_QUOTED PASSAGE:_
_____
On April 6, 2014 David Butler, executive director of The Knoxville Museum of Art (KMA) was the speaker. The Knoxville Museum of Art celebrates the art and artists of East Tennessee, presents new art and new ideas, educates and serves a diverse community, enhances Knoxville’s quality of life, and operates ethically, responsibly, and transparently as a public trust.
The KMA’s predecessor, the Dulin Gallery of Art, opened in 1961. In March 1990, the Knoxville Museum of Art opened in its current 53,200 square-foot facility. The current facility was an innovative structure and it suffered from being too innovative and it required extensive, creative repairs and alterations after a few years – and the result is a great facility. The museum supplements and complements its core permanent installations with a lively schedule of temporary exhibitions that explore aspects of regional culture and its relation to national and international artistic developments.
In spring 2014 the museum unveiled a permanent, monumental glass installation by acclaimed Knoxville artist Richard Jolley, a powerful affirmation of the KMA’s commitment to the art and artists of our region. The museum has a large bright, open area that can be rented to organizations for functions.
On April 13, 2015 Jerry Harnish, regional director of Rural Metro of Tennessee, spoke on “Fire Protection in Knox County”. Mr. Harnish has 33 years of experience in fire and emergency operations, including six years as fire chief in Knox County. He began his career as a firefighter and emergency medical technician with Rural Metro in 1980 and was named fire chief in 2007. As chief, he has been responsible for protecting 216,500 residents, operating 15 fire stations in Knox County, 12 of which house paramedic engine companies.
Prior to 1970s there was no formal fire protection in Knox County. Rural Metro covers about the same number of people as does the Knoxville city fire department but Rural Metro covers a much greater area. There are several volunteer fire departments in Knox County covering small areas. Most volunteer fire departments- unlike Rural Metro stations- are not manned continuously and as a result have significantly longer response times. About 2/3 of the calls to Rural Metro are for medical emergencies.The financing for fire protection needs to be changed. The subscribers ( insurance companies want houses to be subscribers) pay- basically the fixed costs of Rural Metro and people who are not subscribers pay what seems like a lot when they need help but the nonsubscribers pay only a small: percentage of the annual cost. This is a problem that the county government needs to fix. I, Bob Scott, TSK secretary, found it telling that Mr. Harnish said the Technical Society members had heard more about Knox County fire protection than have the county commissioners.
_____
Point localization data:

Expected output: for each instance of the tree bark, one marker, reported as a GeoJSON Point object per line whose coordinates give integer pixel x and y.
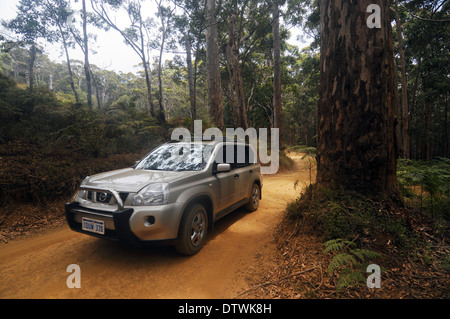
{"type": "Point", "coordinates": [356, 111]}
{"type": "Point", "coordinates": [212, 64]}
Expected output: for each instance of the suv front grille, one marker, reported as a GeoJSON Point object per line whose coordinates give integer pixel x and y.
{"type": "Point", "coordinates": [104, 197]}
_____
_REQUIRED WORK:_
a: In the talk summaries, how many fire stations in Knox County does Rural Metro operate under Mr. Harnish as chief?
b: Copy word for word the part of the talk summaries that opens with the words containing "On April 13, 2015" and closes with "paramedic engine companies.".

_ANSWERS PER TASK:_
a: Rural Metro operates 15 fire stations in Knox County.

b:
On April 13, 2015 Jerry Harnish, regional director of Rural Metro of Tennessee, spoke on “Fire Protection in Knox County”. Mr. Harnish has 33 years of experience in fire and emergency operations, including six years as fire chief in Knox County. He began his career as a firefighter and emergency medical technician with Rural Metro in 1980 and was named fire chief in 2007. As chief, he has been responsible for protecting 216,500 residents, operating 15 fire stations in Knox County, 12 of which house paramedic engine companies.